PAGE EXTRACT.
■ ■ ■
Fossils, it turns out, are a bit like loose teeth: When they start wiggling, it’s time for them to come out.

So, paleontologists with the Museums of Western Colorado knew Monday that a burlap- and plaster-wrapped jacket containing about two vertebrae and parts of ribs from an apatosaurus was ready to come out because it wiggled.

Friday morning a team of museum personnel, volunteers and officials with the Bureau of Land Management gathered at the Mygatt-Moore Quarry in Rabbit Valley and carefully lifted the jacket from the spot where the bones had rested for more than 100 million years.

As a bonus, when that jacket came out, another jacket that abutted the first one started wiggling, so it came out, too. That jacket also contains some sauropod vertebrae and ribs, said Julia McHugh, the museum’s curator of paleontology. Sauropods are a group of long-necked, quadrupedal plant eaters.
■ ■ ■
PROVIDED DATA.
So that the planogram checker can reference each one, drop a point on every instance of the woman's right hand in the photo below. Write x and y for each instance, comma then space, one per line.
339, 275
■ ■ ■
PROMPT 1. Decide whether each statement agrees with the quarry dig article, answering yes or no and quoting the deciding words: (a) The jacket lifted Friday held parts of ribs from an apatosaurus. (b) The bones had rested in their spot for less than 100 million years. (c) Sauropods are two-legged meat eaters.
PROMPT 2. From the quarry dig article, list every group of people who gathered at the quarry on Friday morning.
PROMPT 3. Extend the article about the apatosaurus dig at the Mygatt-Moore Quarry, starting right after its last sentence.

EXPECTED ANSWER 1.
(a) Yes: "containing about two vertebrae and parts of ribs from an apatosaurus"
(b) No: "where the bones had rested for more than 100 million years"
(c) No: "Sauropods are a group of long-necked, quadrupedal plant eaters."

EXPECTED ANSWER 2.
- museum personnel
- volunteers
- officials with the Bureau of Land Management

EXPECTED ANSWER 3.
The vertebrae and ribs were discovered in the mid-2000s, McHugh said, but were covered back up when paleontologists and volunteers discovered a massive sauropod femur in 2010. That 6-foot, 7-inch femur, one of the biggest finds at the quarry, was removed in June 2014. Last summer, work began again on uncovering the vertebrae and ribs.

They were in “what we call a big bone jumble,” McHugh explained. “They’re criss-crossing and lying over the top of each other, so we spend a lot of time breaking the big jumble into smaller chunks.”

A lot of that work involves undercutting the soft shale beneath the bones “until it looks like a mushroom,” McHugh said, a technique called pedestaling. It’s at that point that the jacket usually starts to wiggle. The bones are wrapped in several layers of plaster and burlap to help them safely make the trip to Dinosaur Journey in Fruita.

The bones are approximately 152 million years old, McHugh said, having laid in their bed of mudstone and shale — in the Brushy Basin member of the Morrison Formation — since the late Jurassic.

“I think everything we’re finding at Mygatt-Moore died in that area,” McHugh said. “The environment would have been marshy land with a high water table. There wasn’t a river or lake that was tumbling bones.”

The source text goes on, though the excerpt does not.